Reproduce the lines of the data below verbatim, starting at the line containing "Question: Mark the smile with a bounding box." and ending at the line containing "[0,609,232,720]", with both of those lines included.

Region annotation entries
··········

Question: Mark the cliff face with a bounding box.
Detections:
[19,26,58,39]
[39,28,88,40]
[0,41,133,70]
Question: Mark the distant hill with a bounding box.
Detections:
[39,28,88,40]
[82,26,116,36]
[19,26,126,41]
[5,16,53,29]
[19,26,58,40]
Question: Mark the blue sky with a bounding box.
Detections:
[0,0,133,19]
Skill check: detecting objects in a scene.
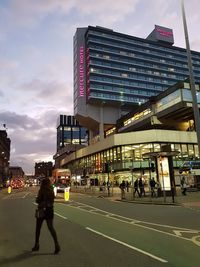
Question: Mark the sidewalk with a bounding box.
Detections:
[71,187,200,207]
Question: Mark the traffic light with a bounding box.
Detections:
[151,162,155,172]
[104,162,110,173]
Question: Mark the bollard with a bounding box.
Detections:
[53,186,57,197]
[64,187,70,201]
[8,185,12,194]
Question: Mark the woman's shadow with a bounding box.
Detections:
[0,250,54,266]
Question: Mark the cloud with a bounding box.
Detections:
[0,110,59,172]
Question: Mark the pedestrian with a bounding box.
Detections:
[126,181,129,192]
[139,177,145,197]
[149,177,156,197]
[32,178,60,254]
[134,179,140,197]
[181,176,187,196]
[119,180,126,199]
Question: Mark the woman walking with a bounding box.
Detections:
[32,178,60,254]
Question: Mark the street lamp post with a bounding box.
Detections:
[181,0,200,156]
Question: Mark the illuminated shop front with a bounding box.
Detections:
[62,130,198,185]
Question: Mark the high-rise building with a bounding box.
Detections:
[74,25,200,142]
[35,161,53,178]
[0,127,11,187]
[53,115,88,168]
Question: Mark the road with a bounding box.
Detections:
[0,188,200,267]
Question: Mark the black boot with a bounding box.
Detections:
[54,244,60,255]
[32,244,40,251]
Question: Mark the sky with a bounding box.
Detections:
[0,0,200,174]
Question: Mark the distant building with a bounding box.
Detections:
[53,115,88,168]
[35,161,53,178]
[57,115,88,151]
[73,25,200,144]
[9,166,24,179]
[0,127,11,186]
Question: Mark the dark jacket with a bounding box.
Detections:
[36,190,55,219]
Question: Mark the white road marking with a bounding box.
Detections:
[86,227,168,263]
[54,212,67,220]
[173,230,199,236]
[59,202,199,247]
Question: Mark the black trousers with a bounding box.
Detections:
[35,218,58,245]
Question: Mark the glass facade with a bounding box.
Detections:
[84,26,200,108]
[57,115,88,151]
[67,140,198,183]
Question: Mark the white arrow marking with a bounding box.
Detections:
[173,230,199,236]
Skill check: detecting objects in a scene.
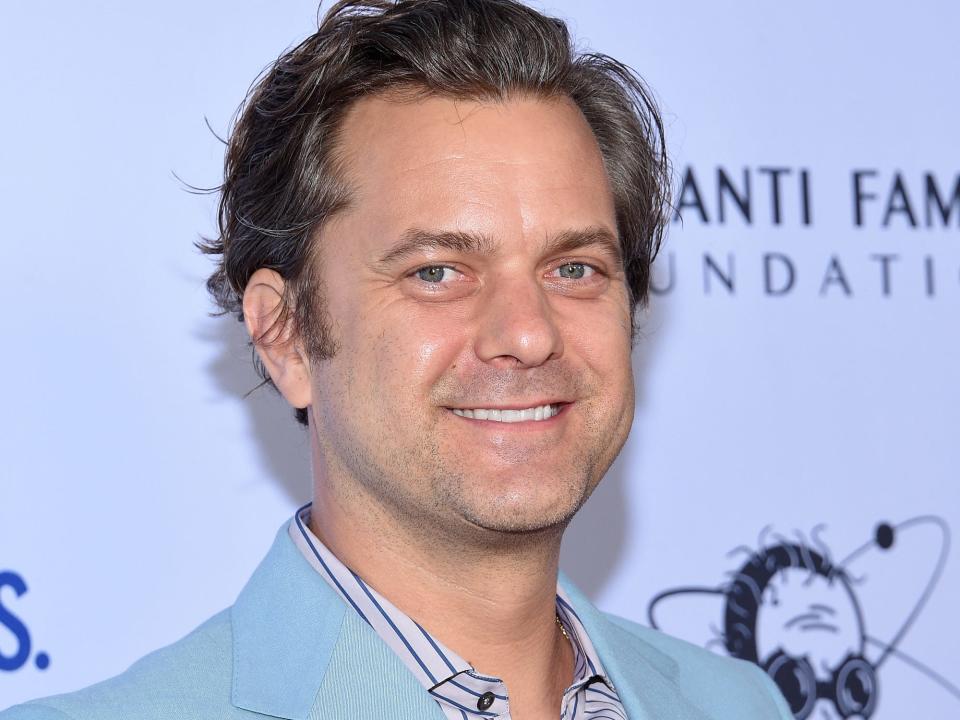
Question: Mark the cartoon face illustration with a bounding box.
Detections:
[647,516,960,720]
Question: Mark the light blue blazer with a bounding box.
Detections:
[0,526,792,720]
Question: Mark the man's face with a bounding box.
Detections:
[310,98,634,534]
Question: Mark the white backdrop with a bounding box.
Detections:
[0,0,960,720]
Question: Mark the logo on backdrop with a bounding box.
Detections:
[651,165,960,299]
[0,570,50,672]
[647,516,960,720]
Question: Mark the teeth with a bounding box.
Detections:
[453,405,560,422]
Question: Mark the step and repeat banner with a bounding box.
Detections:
[0,0,960,720]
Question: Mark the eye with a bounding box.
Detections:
[555,263,596,280]
[414,265,456,283]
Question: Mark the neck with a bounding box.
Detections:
[310,444,573,720]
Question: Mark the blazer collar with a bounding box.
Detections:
[231,523,709,720]
[231,523,347,720]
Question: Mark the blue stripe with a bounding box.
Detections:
[350,570,437,685]
[295,503,370,625]
[411,618,463,673]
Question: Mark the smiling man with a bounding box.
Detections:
[3,0,789,720]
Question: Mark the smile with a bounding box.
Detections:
[451,405,560,422]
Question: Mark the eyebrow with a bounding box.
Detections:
[544,225,623,265]
[377,228,498,265]
[377,225,623,266]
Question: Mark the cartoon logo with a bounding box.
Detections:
[0,570,50,672]
[647,516,960,720]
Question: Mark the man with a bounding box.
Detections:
[3,0,789,720]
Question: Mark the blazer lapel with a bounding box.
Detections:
[231,524,444,720]
[560,573,711,720]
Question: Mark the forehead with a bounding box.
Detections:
[330,91,616,248]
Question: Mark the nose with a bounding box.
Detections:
[475,278,563,368]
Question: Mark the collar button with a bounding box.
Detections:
[477,692,495,710]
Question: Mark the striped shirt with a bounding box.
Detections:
[289,503,626,720]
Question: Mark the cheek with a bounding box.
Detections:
[344,304,466,404]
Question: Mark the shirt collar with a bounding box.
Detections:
[288,503,616,717]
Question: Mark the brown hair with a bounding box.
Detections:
[199,0,669,424]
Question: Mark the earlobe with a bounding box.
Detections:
[243,268,310,408]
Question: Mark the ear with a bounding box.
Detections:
[243,268,311,408]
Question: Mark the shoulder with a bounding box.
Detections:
[604,613,793,720]
[0,609,232,720]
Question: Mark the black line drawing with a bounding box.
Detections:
[647,515,960,720]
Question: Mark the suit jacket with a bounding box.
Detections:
[0,526,792,720]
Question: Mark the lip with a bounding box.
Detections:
[447,399,573,410]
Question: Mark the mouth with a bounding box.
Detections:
[450,403,569,423]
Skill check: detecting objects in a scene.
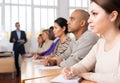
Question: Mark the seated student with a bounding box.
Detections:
[62,0,120,83]
[36,17,71,63]
[28,34,44,55]
[33,29,53,59]
[46,9,99,67]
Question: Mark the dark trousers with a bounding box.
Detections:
[14,51,20,72]
[14,51,24,72]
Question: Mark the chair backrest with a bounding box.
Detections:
[0,57,15,73]
[38,38,59,56]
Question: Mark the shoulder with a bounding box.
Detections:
[11,30,16,33]
[81,30,99,41]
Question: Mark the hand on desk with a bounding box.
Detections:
[62,68,76,79]
[45,58,57,66]
[79,72,93,80]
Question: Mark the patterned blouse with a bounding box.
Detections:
[54,37,71,57]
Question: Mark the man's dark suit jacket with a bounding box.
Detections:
[10,30,27,54]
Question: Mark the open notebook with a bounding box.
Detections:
[51,74,81,83]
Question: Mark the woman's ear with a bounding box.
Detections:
[63,26,66,32]
[80,20,86,26]
[110,11,118,22]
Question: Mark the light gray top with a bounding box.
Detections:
[60,30,99,67]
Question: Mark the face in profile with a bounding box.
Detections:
[53,23,65,37]
[67,11,80,33]
[88,2,111,34]
[15,24,20,30]
[42,32,48,41]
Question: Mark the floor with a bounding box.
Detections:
[0,74,20,83]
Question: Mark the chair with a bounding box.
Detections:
[0,57,15,79]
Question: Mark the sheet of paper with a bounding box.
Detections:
[51,74,81,83]
[35,65,61,70]
[32,59,44,62]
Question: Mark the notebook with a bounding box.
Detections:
[51,74,81,83]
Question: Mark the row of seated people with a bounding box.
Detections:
[28,14,98,67]
[27,0,120,83]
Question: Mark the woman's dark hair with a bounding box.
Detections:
[38,34,44,47]
[91,0,120,30]
[54,17,68,34]
[49,26,55,40]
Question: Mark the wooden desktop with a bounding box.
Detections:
[21,58,94,83]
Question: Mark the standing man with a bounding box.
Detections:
[10,22,27,76]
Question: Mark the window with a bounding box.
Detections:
[0,0,57,38]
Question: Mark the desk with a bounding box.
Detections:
[25,75,95,83]
[21,58,61,83]
[21,58,94,83]
[0,52,13,57]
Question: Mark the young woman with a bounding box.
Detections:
[46,17,71,66]
[62,0,120,83]
[33,29,53,59]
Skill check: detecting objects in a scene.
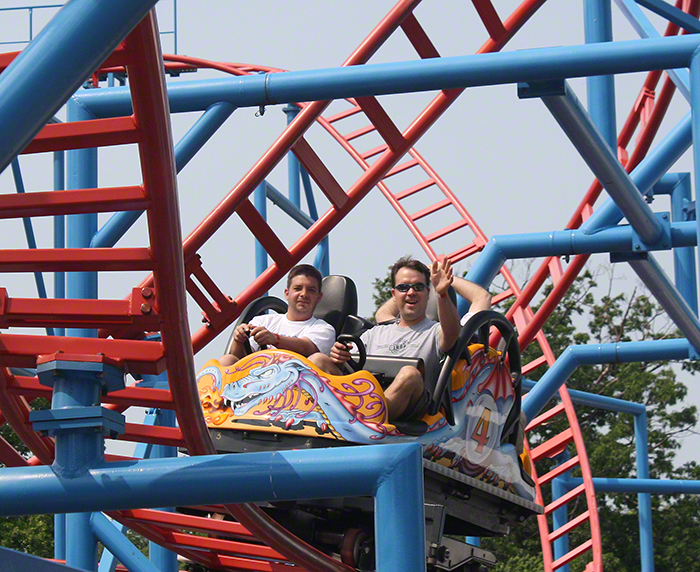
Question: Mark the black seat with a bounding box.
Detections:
[224,275,357,352]
[314,274,357,337]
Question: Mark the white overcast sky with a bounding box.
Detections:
[0,0,700,459]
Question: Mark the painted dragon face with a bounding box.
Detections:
[221,360,304,415]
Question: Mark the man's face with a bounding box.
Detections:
[391,267,430,325]
[284,276,322,321]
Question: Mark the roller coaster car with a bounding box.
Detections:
[197,276,542,570]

··········

Answer to this problem –
Question: Mark the smile with a bounding box.
Detections:
[451,405,560,422]
Question: Mark the eyebrow with a bounding box.
Detections:
[544,225,623,265]
[377,228,498,265]
[377,225,623,266]
Question: Mark the cartoon logo with a bounding box.
Detections:
[0,570,50,672]
[647,516,960,720]
Question: Mark the man with a bounding box.
Detections:
[3,0,789,720]
Question: Mark the blazer lapel with a bounding box.
Detections:
[231,524,444,720]
[560,573,711,720]
Question: Mark the forehead with a bounding box.
Detections:
[330,91,616,248]
Question: Mark the nose with a bounding box.
Detections:
[475,278,563,368]
Question: Mark the collar button with a bounding box.
Detections:
[477,692,495,710]
Question: Mark the striped shirt with a bounding box.
Detections:
[289,503,626,720]
Question: Mark the cheek with a bounding box.
Detections:
[344,304,466,404]
Question: Mark the shirt collar with a bounding box.
Detections:
[288,503,616,717]
Question: Mark the brown hair with a bounding box.
Detections:
[199,0,669,424]
Question: Mark the earlobe with a bounding box.
Detections:
[243,268,310,408]
Question: Mark the ear with a bounding box.
Detections:
[243,268,311,408]
Question: Mark the shoulder with a bounding box.
Detections:
[604,613,793,720]
[0,609,232,720]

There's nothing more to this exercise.